* _REQUIREMENTS_:
Repeat exactly each line of the data provided below.

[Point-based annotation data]
╔══

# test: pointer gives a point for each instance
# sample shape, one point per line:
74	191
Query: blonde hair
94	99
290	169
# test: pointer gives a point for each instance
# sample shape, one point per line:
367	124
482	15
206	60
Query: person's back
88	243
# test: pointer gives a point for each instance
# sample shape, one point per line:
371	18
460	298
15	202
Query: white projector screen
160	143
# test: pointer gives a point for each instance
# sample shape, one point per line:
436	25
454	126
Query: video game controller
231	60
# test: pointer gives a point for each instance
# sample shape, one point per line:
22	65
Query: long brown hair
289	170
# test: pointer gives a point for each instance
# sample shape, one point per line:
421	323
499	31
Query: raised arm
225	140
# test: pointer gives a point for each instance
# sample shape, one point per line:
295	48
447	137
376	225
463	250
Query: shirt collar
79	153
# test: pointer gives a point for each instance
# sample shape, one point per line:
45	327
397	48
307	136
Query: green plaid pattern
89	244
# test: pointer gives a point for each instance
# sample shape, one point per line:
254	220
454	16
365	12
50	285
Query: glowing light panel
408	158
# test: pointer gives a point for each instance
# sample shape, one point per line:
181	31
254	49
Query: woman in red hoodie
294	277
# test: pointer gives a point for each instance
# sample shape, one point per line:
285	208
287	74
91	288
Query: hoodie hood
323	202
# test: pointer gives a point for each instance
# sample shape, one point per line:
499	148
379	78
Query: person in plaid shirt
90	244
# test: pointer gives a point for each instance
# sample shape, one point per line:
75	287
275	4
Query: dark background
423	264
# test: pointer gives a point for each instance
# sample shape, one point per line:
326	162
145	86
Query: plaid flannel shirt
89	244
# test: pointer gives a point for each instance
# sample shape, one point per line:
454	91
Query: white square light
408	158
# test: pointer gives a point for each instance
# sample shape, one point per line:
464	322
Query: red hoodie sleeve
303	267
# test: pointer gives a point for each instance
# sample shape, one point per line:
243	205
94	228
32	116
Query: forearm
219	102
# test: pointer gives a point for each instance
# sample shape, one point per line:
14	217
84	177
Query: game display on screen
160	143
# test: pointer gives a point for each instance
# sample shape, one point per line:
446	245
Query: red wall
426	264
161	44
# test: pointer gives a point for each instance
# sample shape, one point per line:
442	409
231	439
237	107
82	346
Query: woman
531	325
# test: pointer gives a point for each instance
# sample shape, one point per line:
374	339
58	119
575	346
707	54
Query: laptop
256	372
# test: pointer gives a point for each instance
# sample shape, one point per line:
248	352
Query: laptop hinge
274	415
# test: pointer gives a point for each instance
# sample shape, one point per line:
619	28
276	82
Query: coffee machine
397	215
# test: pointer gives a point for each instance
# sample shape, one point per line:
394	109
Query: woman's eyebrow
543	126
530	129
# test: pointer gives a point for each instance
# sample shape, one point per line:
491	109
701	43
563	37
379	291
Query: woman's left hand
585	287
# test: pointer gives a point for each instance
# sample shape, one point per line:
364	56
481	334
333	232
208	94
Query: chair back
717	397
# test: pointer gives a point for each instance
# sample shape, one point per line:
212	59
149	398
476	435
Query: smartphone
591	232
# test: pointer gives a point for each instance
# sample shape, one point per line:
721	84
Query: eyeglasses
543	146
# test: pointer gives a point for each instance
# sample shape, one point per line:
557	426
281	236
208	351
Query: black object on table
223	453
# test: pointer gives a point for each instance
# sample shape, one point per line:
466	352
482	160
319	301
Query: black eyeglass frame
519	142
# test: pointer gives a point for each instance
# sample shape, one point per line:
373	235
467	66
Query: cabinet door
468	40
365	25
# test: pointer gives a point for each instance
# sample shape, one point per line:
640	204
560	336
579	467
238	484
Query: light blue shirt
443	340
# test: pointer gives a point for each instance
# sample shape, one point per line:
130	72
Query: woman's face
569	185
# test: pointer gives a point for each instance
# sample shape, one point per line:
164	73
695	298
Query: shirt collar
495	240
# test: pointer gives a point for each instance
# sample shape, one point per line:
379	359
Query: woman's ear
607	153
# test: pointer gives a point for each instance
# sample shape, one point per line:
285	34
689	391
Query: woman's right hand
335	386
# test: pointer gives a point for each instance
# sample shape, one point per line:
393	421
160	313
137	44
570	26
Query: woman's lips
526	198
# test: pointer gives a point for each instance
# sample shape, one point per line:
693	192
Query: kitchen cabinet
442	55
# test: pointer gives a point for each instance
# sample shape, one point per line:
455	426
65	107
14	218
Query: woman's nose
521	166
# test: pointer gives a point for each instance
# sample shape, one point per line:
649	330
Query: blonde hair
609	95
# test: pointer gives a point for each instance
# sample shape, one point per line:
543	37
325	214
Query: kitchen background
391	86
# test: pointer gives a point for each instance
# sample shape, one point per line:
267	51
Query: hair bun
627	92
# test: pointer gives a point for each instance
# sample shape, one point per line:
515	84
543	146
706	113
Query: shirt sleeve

╚══

* _ANSWER FOR THE TASK_:
# test: pointer gives a point for each instance
# sample shape, one point per line:
74	191
Query: blonde hair
94	99
290	169
# test: pointer gives a point for each instance
# sample shape, one point per line:
367	124
482	15
206	60
Query: person's back
88	243
# test: pointer gives a point for each instance
# sample shape, one point per line:
371	18
460	298
15	202
Query: white projector screen
160	143
# test: pointer gives a point for each instance
# sample shape, one point per line:
436	25
454	126
Query: video game controller
231	60
# test: pointer gives a point for each instance
# sample shape, one point per line:
22	65
Query: long brown hair
289	170
# test: pointer gives a point for each instance
# sample shape, one point per line:
421	323
499	31
Query: raised arm
225	140
# test: pointer gives a point for each instance
# sample shape, one point per line:
295	48
447	137
376	225
463	250
Query: shirt collar
79	153
# test: pointer gives a point for each instance
# sample shape, one point per line:
45	327
397	48
307	136
Query: green plaid pattern
89	244
# test: pointer gives a point for each instance
# sample shape, one point per line:
254	220
454	16
365	12
50	285
Query: glowing light panel
408	158
# test: pointer gives a point for each instance
# sample shape, one point per line:
181	31
254	49
Query: woman in red hoodie
294	277
# test: pointer gives a point for each instance
# sample shape, one point per line:
285	208
287	74
91	288
Query: hoodie hood
323	202
# test: pointer gives a point for each instance
# sample shape, one point per line:
499	148
379	78
Query: person in plaid shirt
90	244
# test: pointer gives a point for each instance
# sample shape, one point per line:
75	287
275	4
Query: dark background
423	264
# test: pointer gives a point for each instance
# sample shape, one point per line:
326	162
145	86
Query: plaid flannel shirt
89	244
# test: pointer gives a point for each instance
# sample shape, one point per line:
454	91
Query: white square light
408	158
# test: pointer gives a point for each instance
# sample shape, one point per line:
464	322
Query: red hoodie sleeve
303	267
# test: pointer gives a point for each instance
# sample shape, one point per line:
243	205
94	228
32	116
Query: forearm
219	102
# test: pointer gives a point for each instance
# sample shape, one point per line:
14	217
84	177
Query: game display on screen
160	143
# test: pointer gives a point for each instance
# sample shape, one point per line:
446	245
Query: red wall
426	264
161	44
# test: pointer gives a point for each instance
# sample shape, one point per line:
442	409
231	439
237	107
82	346
Query: woman
531	325
# test: pointer gives a point for each instance
# sample shape, one point per line:
374	339
58	119
575	346
707	54
Query: laptop
256	372
# test: pointer gives a point for each instance
# sample shape, one point per line:
248	352
Query: laptop hinge
274	415
# test: pointer gives a point for each instance
# sample shape, one point per line:
619	28
276	82
Query: coffee machine
397	215
# test: pointer gives a point for each instance
# sample shape, one point per line:
394	109
Query: woman's eyebrow
543	126
530	129
# test: pointer gives a point for each instance
# sample shape, one point per line:
491	109
701	43
563	37
379	291
Query: woman's left hand
585	287
# test: pointer gives a point for each instance
# sample shape, one point per line:
364	56
481	334
333	232
208	94
Query: chair back
717	397
# test: pointer gives a point for each instance
# sample shape, one point per line:
212	59
149	398
476	435
Query: smartphone
591	232
# test: pointer gives a point for each instance
# sample shape, one point per line:
721	84
Query: eyeglasses
543	146
# test: pointer gives a point for each instance
# sample shape, one point per line:
557	426
281	236
208	351
Query: black object on table
223	453
# test: pointer gives a point for each instance
# sample shape, one point per line:
466	352
482	160
319	301
Query: black eyeglass frame
519	142
# test: pointer gives a point for each instance
# sample shape, one point per line:
373	235
467	66
Query: cabinet door
468	40
365	25
# test: pointer gives a point for each instance
# sample shape, one point per line:
640	204
560	336
579	467
238	484
Query: light blue shirt
443	340
# test: pointer gives a point for each instance
# sample shape, one point per line:
130	72
Query: woman's face
569	185
# test: pointer gives a point for each instance
# sample shape, one point per line:
164	73
695	298
Query: shirt collar
495	240
# test: pointer gives a point for each instance
# sample shape, one point per line:
379	359
Query: woman's ear
607	153
# test: pointer gives a point for each instance
# sample shape, one point per line:
285	34
689	391
Query: woman's right hand
335	386
# test: pointer gives a point for each instance
# sample shape, one point per line:
393	421
160	313
137	44
570	26
Query: woman's lips
526	198
# test: pointer gives a point for each instance
# sample shape, one point per line:
693	192
Query: kitchen cabinet
442	55
# test: pointer gives a point for each instance
# sample shape, one point per line:
455	426
65	107
14	218
Query: woman's nose
521	166
# test: pointer gives a point for each instance
# sample shape, one point per line:
649	330
Query: blonde hair
609	95
# test: pointer gives a point for each instance
# sample shape, one point per line:
543	37
325	214
Query: kitchen background
391	86
# test: pointer gives a point for each instance
# sample shape, one point per line:
267	51
Query: hair bun
627	92
# test: pointer gives a point for each instance
# sample shape, one point per line:
515	84
543	146
706	113
Query: shirt sleeve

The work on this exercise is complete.